╭──
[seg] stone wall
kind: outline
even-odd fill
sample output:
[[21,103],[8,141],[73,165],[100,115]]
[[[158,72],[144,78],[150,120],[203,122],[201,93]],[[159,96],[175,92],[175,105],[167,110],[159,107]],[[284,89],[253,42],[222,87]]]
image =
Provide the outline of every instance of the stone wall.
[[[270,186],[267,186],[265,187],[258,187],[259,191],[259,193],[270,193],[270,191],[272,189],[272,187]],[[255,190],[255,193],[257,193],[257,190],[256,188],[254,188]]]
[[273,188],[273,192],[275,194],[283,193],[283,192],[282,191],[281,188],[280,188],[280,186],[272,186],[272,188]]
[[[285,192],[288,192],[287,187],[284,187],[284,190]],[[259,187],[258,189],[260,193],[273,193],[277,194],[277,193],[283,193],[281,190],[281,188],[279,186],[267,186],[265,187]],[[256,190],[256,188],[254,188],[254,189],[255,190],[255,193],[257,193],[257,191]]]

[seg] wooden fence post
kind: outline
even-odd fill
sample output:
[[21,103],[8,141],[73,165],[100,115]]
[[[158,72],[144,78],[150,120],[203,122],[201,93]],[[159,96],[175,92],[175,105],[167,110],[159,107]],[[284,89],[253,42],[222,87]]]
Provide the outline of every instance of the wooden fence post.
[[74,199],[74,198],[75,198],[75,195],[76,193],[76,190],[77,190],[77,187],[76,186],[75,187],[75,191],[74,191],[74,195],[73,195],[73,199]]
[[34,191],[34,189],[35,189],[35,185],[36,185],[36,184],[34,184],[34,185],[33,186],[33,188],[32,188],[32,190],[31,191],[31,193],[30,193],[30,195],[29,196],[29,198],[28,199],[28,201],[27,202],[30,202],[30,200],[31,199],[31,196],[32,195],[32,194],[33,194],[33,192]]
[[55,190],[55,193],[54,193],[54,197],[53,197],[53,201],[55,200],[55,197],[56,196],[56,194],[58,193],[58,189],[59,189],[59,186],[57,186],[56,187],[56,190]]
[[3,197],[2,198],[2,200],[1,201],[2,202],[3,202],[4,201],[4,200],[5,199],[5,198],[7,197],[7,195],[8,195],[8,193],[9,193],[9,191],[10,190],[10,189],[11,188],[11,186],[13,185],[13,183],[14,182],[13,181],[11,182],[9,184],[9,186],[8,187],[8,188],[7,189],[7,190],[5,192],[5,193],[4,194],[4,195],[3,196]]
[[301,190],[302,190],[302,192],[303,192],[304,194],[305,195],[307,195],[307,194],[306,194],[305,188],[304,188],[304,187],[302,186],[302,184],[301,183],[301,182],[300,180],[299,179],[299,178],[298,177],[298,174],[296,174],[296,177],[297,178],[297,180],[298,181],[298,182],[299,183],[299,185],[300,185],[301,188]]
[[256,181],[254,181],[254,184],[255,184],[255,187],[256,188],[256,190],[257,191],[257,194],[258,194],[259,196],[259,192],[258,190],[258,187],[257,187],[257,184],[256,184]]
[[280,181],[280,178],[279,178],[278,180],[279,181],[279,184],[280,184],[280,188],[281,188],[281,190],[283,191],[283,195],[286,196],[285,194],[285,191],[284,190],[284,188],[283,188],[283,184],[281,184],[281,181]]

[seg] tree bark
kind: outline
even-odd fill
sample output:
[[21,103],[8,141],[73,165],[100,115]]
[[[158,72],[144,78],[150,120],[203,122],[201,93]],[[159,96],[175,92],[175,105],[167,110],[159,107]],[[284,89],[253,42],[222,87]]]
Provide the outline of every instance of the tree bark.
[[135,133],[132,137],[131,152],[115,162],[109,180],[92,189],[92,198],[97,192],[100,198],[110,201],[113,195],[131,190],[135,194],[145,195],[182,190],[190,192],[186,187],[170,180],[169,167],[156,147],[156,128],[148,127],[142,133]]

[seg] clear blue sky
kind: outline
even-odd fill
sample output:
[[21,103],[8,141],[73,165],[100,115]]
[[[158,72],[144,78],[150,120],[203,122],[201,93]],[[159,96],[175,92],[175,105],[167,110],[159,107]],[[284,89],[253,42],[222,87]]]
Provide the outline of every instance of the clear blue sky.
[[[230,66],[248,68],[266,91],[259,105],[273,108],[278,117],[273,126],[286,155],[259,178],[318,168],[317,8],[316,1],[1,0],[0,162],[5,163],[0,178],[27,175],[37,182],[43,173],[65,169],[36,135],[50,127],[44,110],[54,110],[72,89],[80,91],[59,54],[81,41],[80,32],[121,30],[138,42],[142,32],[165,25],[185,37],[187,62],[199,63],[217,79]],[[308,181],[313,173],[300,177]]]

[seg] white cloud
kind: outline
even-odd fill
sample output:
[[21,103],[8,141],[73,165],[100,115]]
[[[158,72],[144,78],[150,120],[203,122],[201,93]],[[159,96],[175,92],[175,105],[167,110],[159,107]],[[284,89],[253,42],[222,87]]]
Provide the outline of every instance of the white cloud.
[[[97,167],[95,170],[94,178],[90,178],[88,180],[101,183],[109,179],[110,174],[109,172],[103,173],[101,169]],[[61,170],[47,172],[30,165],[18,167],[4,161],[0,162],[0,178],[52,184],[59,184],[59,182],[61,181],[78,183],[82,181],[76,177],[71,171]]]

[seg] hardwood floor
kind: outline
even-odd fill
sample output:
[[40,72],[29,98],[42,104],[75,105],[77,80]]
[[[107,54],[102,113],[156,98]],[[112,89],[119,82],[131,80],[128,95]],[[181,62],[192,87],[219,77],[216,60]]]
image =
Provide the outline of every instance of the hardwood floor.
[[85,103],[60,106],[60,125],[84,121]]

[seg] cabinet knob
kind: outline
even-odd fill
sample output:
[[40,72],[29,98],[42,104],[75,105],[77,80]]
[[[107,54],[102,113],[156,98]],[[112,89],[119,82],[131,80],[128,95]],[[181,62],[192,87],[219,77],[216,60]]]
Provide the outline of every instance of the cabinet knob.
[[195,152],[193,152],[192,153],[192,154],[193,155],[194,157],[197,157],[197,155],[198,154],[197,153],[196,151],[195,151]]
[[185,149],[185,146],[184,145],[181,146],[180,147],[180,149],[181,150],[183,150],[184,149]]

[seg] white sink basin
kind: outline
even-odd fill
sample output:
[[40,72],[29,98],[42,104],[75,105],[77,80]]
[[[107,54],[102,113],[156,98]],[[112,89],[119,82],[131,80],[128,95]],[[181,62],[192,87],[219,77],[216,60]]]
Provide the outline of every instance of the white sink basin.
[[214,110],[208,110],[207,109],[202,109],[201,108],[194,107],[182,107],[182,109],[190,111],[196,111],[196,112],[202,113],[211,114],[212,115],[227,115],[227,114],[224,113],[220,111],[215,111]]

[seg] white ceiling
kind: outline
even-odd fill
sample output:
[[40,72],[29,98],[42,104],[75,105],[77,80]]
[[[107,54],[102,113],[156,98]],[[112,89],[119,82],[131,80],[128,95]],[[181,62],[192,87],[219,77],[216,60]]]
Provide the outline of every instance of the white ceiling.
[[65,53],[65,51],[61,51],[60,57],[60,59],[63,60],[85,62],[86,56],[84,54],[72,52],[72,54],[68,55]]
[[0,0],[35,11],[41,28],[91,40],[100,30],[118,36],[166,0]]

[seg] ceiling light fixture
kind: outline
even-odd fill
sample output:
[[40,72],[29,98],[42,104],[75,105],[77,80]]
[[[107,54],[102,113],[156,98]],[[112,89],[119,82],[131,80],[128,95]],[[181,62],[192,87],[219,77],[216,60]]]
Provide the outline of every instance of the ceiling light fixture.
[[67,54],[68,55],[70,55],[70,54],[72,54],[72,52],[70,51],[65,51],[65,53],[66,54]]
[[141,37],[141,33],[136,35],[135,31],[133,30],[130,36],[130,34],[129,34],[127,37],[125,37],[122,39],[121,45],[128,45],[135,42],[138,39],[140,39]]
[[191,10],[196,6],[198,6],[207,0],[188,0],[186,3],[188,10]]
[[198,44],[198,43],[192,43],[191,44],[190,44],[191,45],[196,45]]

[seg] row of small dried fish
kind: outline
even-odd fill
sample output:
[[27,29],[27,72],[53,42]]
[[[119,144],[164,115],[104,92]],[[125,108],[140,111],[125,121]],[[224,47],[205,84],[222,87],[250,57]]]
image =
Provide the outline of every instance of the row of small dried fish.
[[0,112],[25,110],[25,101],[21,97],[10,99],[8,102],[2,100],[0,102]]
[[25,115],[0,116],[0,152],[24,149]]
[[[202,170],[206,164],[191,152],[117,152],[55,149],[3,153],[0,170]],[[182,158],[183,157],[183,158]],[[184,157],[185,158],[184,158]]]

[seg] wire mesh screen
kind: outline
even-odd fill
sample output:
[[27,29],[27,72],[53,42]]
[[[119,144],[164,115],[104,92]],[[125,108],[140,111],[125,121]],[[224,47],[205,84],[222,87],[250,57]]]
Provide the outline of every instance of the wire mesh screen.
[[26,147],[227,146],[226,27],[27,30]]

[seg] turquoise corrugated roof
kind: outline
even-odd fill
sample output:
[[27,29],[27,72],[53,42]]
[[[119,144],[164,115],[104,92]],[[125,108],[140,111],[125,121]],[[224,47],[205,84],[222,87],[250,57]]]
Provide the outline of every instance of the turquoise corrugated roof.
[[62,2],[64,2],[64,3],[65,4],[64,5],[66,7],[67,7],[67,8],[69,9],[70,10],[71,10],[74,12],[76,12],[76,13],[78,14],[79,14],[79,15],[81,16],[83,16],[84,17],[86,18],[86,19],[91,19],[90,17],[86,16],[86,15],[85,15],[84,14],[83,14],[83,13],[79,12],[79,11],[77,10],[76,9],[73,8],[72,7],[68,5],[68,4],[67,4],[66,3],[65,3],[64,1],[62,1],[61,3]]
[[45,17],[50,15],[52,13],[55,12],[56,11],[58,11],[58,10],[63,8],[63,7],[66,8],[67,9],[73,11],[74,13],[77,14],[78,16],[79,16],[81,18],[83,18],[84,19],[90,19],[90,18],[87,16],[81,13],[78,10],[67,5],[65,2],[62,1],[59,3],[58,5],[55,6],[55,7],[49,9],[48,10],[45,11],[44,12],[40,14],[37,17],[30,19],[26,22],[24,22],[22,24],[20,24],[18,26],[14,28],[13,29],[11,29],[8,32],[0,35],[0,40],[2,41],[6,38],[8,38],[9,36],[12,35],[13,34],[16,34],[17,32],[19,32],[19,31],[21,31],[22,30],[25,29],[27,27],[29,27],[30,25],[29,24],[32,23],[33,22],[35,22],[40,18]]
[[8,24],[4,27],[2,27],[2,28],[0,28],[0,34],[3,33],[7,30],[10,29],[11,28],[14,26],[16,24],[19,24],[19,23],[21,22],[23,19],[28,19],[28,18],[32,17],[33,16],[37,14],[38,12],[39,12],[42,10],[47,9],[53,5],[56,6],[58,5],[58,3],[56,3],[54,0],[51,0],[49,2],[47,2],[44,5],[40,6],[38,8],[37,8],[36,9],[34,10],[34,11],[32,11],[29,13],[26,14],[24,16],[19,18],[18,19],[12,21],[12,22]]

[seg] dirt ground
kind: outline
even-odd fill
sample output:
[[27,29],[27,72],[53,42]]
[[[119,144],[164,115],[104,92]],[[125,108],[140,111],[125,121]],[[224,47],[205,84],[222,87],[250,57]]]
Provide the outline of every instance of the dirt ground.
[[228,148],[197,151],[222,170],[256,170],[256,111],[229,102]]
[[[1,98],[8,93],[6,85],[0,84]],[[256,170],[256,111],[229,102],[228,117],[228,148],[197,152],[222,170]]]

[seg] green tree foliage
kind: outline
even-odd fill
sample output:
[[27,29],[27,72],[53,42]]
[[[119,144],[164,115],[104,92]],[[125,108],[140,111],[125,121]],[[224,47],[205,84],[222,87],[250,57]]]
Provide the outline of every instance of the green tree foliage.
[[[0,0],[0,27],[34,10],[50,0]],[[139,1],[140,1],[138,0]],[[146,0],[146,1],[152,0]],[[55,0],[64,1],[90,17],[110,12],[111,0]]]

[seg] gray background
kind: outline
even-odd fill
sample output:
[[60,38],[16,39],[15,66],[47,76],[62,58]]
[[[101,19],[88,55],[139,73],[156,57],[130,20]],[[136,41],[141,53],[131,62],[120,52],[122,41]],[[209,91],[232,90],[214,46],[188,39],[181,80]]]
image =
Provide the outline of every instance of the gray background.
╰──
## 任务要求
把上面条目中所有包含字符串“roof”的行收集起来，逐行列出。

## 参考答案
[seg] turquoise corrugated roof
Provide the outline of every instance of the turquoise corrugated roof.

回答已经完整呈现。